• SUPPLIED DATA
┄┄┄┄┄┄┄┄┄┄
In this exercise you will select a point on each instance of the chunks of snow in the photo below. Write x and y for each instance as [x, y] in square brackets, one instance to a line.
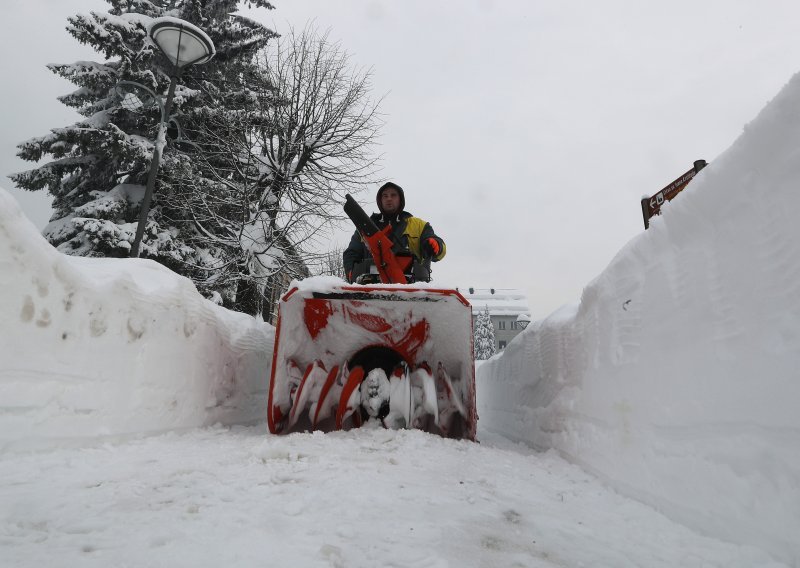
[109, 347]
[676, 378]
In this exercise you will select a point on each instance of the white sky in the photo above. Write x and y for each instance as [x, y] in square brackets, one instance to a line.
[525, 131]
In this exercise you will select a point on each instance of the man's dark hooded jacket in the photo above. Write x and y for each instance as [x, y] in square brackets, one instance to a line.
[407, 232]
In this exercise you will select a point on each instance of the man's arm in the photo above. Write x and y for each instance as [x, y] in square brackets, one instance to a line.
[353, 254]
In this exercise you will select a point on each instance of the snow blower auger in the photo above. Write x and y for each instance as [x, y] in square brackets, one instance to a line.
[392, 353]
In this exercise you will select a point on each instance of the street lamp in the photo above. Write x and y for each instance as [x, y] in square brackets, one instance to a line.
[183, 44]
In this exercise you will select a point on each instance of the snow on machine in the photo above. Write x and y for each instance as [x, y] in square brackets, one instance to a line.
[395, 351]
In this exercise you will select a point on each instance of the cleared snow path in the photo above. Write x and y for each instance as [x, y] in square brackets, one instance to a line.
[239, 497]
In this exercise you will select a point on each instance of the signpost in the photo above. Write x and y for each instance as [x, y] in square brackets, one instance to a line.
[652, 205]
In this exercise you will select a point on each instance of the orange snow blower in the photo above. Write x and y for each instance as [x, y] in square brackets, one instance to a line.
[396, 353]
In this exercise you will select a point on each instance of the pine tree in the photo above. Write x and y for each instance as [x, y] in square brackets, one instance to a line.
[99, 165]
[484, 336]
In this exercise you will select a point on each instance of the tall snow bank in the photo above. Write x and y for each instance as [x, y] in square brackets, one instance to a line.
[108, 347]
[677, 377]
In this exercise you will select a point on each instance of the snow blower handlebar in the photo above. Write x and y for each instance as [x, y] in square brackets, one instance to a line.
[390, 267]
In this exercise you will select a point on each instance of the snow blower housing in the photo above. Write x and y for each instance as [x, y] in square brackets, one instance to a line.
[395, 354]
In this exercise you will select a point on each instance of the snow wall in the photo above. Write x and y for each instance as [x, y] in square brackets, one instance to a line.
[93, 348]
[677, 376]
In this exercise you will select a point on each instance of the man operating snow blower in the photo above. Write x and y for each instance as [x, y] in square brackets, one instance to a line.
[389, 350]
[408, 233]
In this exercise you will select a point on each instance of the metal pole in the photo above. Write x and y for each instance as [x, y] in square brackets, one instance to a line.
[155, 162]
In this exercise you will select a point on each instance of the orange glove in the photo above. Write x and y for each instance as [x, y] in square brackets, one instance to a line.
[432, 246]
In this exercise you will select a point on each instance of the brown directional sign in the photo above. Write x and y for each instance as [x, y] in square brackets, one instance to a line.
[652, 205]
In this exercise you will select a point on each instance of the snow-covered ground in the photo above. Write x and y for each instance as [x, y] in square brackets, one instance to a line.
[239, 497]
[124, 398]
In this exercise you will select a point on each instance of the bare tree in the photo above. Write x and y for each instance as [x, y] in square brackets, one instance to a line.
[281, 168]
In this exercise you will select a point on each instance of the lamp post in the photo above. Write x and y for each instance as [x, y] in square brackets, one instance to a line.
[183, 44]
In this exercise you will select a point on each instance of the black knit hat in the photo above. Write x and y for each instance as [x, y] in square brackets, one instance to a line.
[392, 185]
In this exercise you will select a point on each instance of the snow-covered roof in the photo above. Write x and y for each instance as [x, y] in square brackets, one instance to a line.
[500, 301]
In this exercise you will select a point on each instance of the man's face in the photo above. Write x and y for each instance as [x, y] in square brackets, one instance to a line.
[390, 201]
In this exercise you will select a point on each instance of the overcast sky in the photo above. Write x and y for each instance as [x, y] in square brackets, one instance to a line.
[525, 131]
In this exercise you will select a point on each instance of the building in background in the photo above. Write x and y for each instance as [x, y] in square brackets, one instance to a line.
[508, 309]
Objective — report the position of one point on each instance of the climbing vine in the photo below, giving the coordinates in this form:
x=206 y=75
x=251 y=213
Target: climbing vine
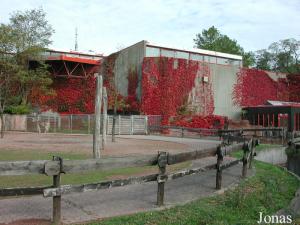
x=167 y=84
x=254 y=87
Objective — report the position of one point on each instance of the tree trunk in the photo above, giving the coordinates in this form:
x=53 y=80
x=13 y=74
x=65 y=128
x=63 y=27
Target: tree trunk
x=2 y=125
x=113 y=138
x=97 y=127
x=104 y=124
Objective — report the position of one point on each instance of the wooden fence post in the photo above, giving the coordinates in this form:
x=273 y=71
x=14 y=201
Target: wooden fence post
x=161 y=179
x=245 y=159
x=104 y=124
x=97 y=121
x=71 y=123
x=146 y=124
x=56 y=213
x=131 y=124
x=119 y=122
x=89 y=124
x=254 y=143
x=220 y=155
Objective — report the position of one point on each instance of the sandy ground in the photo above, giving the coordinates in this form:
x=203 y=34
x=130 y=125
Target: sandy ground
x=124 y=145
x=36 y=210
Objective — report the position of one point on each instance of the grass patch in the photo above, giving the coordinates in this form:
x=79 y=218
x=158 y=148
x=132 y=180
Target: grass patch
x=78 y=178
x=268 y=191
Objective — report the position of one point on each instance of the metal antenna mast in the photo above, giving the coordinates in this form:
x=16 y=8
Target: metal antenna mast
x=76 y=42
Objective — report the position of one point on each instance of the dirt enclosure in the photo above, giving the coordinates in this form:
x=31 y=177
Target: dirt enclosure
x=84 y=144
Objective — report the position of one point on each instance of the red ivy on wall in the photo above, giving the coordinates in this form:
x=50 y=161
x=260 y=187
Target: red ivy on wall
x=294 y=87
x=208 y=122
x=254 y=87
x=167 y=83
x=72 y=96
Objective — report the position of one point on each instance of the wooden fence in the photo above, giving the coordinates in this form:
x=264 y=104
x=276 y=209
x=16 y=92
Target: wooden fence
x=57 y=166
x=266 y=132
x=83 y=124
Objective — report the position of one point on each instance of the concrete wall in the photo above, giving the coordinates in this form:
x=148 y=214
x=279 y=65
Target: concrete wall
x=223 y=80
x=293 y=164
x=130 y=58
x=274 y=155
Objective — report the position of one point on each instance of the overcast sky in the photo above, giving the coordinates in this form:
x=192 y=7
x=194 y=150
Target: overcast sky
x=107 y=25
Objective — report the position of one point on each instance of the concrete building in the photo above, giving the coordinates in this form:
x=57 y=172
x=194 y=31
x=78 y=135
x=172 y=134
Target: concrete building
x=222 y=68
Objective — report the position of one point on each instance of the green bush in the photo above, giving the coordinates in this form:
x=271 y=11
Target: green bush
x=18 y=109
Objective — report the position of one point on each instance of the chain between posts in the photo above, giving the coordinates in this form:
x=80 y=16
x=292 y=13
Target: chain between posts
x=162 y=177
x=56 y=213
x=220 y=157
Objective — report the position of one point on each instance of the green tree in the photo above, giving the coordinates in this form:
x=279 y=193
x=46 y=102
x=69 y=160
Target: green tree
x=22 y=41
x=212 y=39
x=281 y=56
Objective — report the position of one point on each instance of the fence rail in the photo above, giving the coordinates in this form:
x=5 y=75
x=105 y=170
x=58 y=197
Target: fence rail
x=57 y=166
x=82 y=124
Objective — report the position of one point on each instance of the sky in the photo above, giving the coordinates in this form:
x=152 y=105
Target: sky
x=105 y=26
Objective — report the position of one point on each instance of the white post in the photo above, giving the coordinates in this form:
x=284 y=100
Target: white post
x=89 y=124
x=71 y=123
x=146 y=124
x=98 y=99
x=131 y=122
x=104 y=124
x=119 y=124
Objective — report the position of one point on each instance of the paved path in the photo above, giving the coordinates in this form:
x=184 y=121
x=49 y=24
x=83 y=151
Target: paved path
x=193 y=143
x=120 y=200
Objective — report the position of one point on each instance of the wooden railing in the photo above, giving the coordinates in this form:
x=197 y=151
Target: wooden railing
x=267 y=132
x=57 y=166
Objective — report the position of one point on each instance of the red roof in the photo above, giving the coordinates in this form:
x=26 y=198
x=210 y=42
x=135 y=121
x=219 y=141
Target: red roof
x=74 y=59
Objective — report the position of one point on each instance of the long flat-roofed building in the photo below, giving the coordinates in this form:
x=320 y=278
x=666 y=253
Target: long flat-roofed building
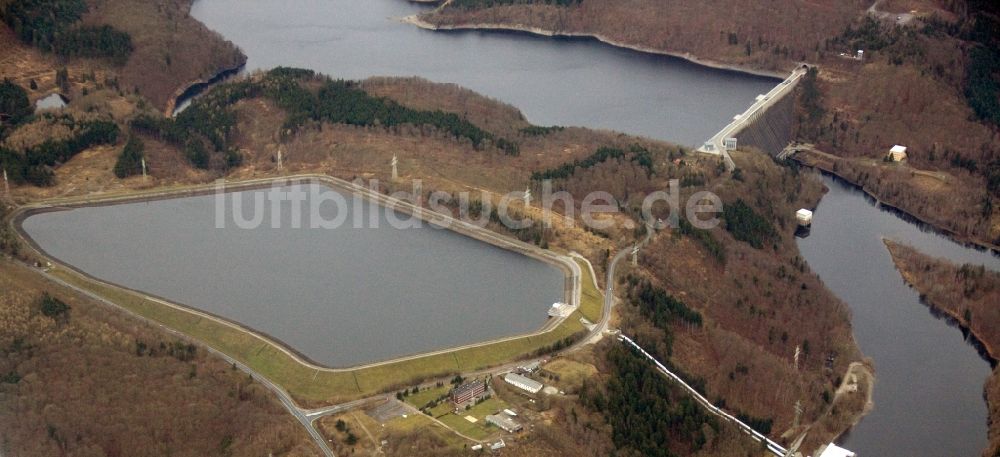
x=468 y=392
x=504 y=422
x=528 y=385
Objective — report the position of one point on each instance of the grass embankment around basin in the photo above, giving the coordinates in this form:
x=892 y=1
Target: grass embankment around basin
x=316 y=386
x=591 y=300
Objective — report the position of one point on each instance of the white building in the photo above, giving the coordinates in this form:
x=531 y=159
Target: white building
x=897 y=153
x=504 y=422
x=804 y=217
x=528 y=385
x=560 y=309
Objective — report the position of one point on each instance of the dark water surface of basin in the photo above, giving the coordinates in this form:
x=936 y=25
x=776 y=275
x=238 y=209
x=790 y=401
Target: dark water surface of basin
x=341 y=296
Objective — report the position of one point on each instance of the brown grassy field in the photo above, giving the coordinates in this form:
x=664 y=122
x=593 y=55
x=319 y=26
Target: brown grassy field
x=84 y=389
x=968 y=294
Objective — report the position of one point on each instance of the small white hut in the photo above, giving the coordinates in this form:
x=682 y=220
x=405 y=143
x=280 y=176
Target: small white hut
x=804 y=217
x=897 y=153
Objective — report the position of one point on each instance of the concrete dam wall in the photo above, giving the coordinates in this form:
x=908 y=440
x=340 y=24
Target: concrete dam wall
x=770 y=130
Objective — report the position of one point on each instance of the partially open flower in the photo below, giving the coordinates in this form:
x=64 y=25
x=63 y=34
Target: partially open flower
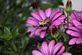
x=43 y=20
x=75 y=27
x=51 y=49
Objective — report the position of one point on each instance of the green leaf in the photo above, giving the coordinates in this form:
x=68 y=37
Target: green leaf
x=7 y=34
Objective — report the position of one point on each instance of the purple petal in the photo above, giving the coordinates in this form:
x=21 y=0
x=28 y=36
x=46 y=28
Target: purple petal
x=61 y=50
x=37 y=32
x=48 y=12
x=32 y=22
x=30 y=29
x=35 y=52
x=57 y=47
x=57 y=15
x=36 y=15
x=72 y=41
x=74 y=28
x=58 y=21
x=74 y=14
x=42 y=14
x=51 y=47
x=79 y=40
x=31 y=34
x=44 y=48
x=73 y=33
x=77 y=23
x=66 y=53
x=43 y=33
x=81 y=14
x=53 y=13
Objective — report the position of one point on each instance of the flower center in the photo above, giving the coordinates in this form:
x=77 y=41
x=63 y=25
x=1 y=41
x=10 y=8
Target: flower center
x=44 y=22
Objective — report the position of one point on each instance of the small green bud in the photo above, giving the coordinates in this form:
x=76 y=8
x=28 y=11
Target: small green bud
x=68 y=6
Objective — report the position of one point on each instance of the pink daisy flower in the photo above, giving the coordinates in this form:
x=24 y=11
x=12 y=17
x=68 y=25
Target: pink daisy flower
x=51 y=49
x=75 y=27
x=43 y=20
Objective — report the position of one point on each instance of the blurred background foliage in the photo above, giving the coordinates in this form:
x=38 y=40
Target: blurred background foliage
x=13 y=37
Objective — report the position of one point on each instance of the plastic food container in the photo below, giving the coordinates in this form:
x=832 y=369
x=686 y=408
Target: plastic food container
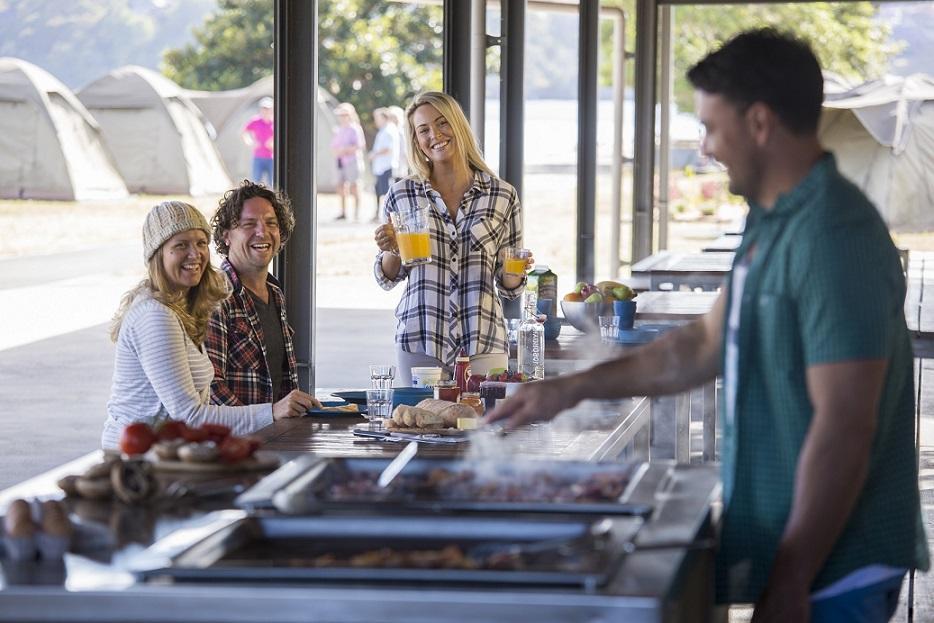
┄┄┄┄┄┄┄┄┄┄
• THE EXERCISE
Locate "of the flower" in the entries above. Copy, exactly and only, the lines from that line to the end, leaving out the pictures.

• WRITTEN SOLUTION
Objective — report the position of one point on each instance of the flower center in the photo above, giving the coordinates in this form:
x=77 y=41
x=63 y=25
x=1 y=41
x=10 y=8
Target: flower center
x=44 y=22
Objective — report the position of one point on each instance of the small green bud in the photo above, giving the coordinates in this form:
x=76 y=8
x=28 y=11
Target: small green bud
x=68 y=6
Objective — report the position of one point on each instance of the pink daisy flower in the photo above, giving the coordinates in this form:
x=24 y=11
x=12 y=17
x=68 y=25
Target: pink daisy flower
x=51 y=49
x=75 y=27
x=43 y=20
Objective — report the position of one point on each instance of the blurred background foliage in the photo above, giving the coordinates in this form:
x=38 y=40
Target: blurred background foliage
x=13 y=37
Objective — report the position of one point on each instance of the plastic food container in the photo below, giving the coordinates in this form:
x=832 y=369
x=686 y=408
Target: plastic food container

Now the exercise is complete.